## What to produce
What is needed is the run of lines from the one with "Query: concrete curb" through the close of the data, set down exactly.

(Items from a dataset)
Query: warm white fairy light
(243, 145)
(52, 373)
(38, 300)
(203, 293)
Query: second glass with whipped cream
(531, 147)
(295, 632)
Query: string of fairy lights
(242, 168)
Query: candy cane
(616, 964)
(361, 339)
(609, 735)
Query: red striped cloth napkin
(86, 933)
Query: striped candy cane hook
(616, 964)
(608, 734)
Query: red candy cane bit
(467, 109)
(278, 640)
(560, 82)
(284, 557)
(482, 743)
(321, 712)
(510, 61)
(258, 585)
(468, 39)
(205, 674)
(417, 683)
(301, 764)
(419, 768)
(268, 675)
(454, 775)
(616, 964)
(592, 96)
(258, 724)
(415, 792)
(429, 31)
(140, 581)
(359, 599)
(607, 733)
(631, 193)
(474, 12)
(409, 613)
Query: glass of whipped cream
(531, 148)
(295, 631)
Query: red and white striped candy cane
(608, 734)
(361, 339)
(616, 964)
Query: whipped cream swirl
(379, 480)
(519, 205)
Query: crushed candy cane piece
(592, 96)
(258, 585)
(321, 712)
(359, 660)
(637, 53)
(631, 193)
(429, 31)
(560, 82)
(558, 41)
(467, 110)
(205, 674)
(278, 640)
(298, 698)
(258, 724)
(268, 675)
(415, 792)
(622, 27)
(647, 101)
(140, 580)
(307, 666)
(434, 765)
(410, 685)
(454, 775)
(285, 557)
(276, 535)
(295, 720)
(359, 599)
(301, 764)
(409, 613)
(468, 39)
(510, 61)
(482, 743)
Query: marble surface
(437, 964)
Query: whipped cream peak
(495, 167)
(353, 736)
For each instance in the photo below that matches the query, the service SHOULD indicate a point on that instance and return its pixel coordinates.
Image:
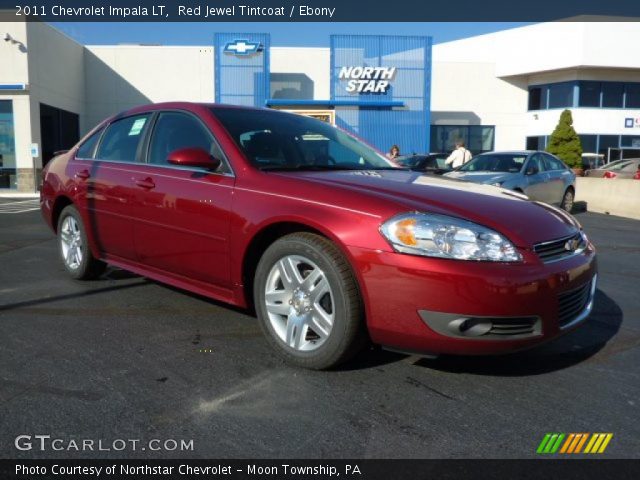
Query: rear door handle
(146, 183)
(83, 174)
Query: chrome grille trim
(555, 250)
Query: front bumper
(430, 305)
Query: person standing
(459, 156)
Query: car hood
(388, 192)
(482, 177)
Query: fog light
(470, 327)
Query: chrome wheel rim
(299, 303)
(71, 242)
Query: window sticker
(137, 126)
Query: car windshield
(274, 140)
(411, 161)
(495, 162)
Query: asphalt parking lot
(124, 357)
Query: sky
(282, 34)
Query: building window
(630, 141)
(612, 95)
(7, 146)
(606, 142)
(536, 143)
(561, 95)
(585, 94)
(632, 95)
(535, 99)
(589, 95)
(477, 138)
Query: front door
(106, 187)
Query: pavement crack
(417, 383)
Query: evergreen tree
(565, 143)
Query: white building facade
(496, 92)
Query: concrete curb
(620, 197)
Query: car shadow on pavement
(573, 348)
(69, 296)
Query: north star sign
(367, 79)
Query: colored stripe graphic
(573, 443)
(550, 443)
(598, 443)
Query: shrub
(565, 143)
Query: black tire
(568, 200)
(88, 267)
(348, 333)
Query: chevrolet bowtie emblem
(242, 47)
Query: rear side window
(553, 163)
(538, 161)
(87, 148)
(120, 141)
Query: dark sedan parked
(539, 175)
(430, 163)
(331, 243)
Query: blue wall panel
(408, 126)
(241, 79)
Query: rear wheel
(74, 248)
(308, 302)
(567, 200)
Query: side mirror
(193, 157)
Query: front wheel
(567, 200)
(74, 248)
(308, 302)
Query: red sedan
(332, 244)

## Solution to the exercise
Query: concrete curb
(620, 197)
Query: car shadow on pavement
(573, 348)
(69, 296)
Query: north star sign
(367, 79)
Query: colored stripe graphic
(573, 443)
(550, 443)
(598, 443)
Query: shrub
(565, 143)
Query: black tire
(568, 200)
(88, 267)
(348, 333)
Query: chevrolet bowtie emblem
(242, 47)
Query: rear side window
(553, 163)
(538, 161)
(87, 148)
(120, 141)
Query: dark sedan parked
(539, 175)
(430, 163)
(331, 243)
Query: blue wall panel
(408, 126)
(241, 79)
Query: rear wheel
(74, 248)
(308, 302)
(567, 200)
Query: side mirror
(193, 157)
Query: front wheel
(567, 200)
(74, 248)
(308, 302)
Query: red sedan
(332, 244)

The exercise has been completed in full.